Can you write out the lines below again, changing every "place a single point" to "put one dot" and leaving everything else as it is?

• [DATA FOR PROCESSING]:

■ ■ ■ ■ ■

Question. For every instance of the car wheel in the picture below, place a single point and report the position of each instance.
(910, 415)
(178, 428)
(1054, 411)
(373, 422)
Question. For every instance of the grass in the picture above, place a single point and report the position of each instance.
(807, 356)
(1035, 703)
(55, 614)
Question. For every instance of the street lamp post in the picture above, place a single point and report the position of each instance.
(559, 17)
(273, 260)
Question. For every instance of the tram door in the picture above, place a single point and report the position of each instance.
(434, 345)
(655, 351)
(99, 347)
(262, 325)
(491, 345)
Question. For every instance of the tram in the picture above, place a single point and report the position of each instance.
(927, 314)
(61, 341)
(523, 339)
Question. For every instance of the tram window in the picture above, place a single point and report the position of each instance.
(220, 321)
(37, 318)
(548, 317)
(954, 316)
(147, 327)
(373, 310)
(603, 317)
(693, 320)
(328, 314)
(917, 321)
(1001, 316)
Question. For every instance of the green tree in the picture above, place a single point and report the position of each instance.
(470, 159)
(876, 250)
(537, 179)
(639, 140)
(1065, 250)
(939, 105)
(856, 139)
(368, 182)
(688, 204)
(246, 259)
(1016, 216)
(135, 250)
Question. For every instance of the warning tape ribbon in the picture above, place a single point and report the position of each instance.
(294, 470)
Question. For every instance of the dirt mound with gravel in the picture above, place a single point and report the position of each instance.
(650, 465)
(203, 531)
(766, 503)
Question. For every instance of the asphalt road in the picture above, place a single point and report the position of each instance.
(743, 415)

■ ■ ■ ■ ■

• [SOLUTION]:
Question. For every instance of the car wheel in the picture below, put one dot and report the position of each instance.
(910, 415)
(178, 428)
(1054, 411)
(373, 422)
Question. For every instance of the grass in the picture above, put one dot and report the position of each instance.
(807, 356)
(1035, 703)
(55, 614)
Question. For every instance of the street lamp post in the picture above, put one dot and report the position of each instance.
(559, 17)
(273, 260)
Question. For every instance of the tram door in the picture above, put one dot and report the position of each instance.
(434, 345)
(655, 351)
(99, 347)
(262, 325)
(491, 345)
Question. For every instance of the tram in the picture above, put one dot and report the position of each instance.
(927, 314)
(61, 341)
(523, 339)
Question. For every instance of the tram window in the picture above, put one dot and report the position of each instance.
(220, 321)
(37, 318)
(548, 317)
(954, 316)
(147, 327)
(373, 310)
(603, 317)
(693, 320)
(328, 314)
(917, 321)
(1001, 316)
Question. For every instance of the green tree in the picture above, put one dot and report the position of each instance.
(470, 159)
(876, 250)
(537, 179)
(639, 140)
(1065, 250)
(939, 105)
(856, 139)
(368, 182)
(688, 204)
(246, 259)
(1016, 216)
(135, 250)
Question. For every instance of the warning tape ribbon in the picture above, put one dot and report the position of each instance.
(294, 470)
Question. For every instance of the dirt mound with gravel in the picture above, put one dot and report the position of each instance.
(650, 465)
(203, 531)
(766, 503)
Question. For every instance of the asphalt road in the picture above, put one dot and report the position of each instance.
(743, 415)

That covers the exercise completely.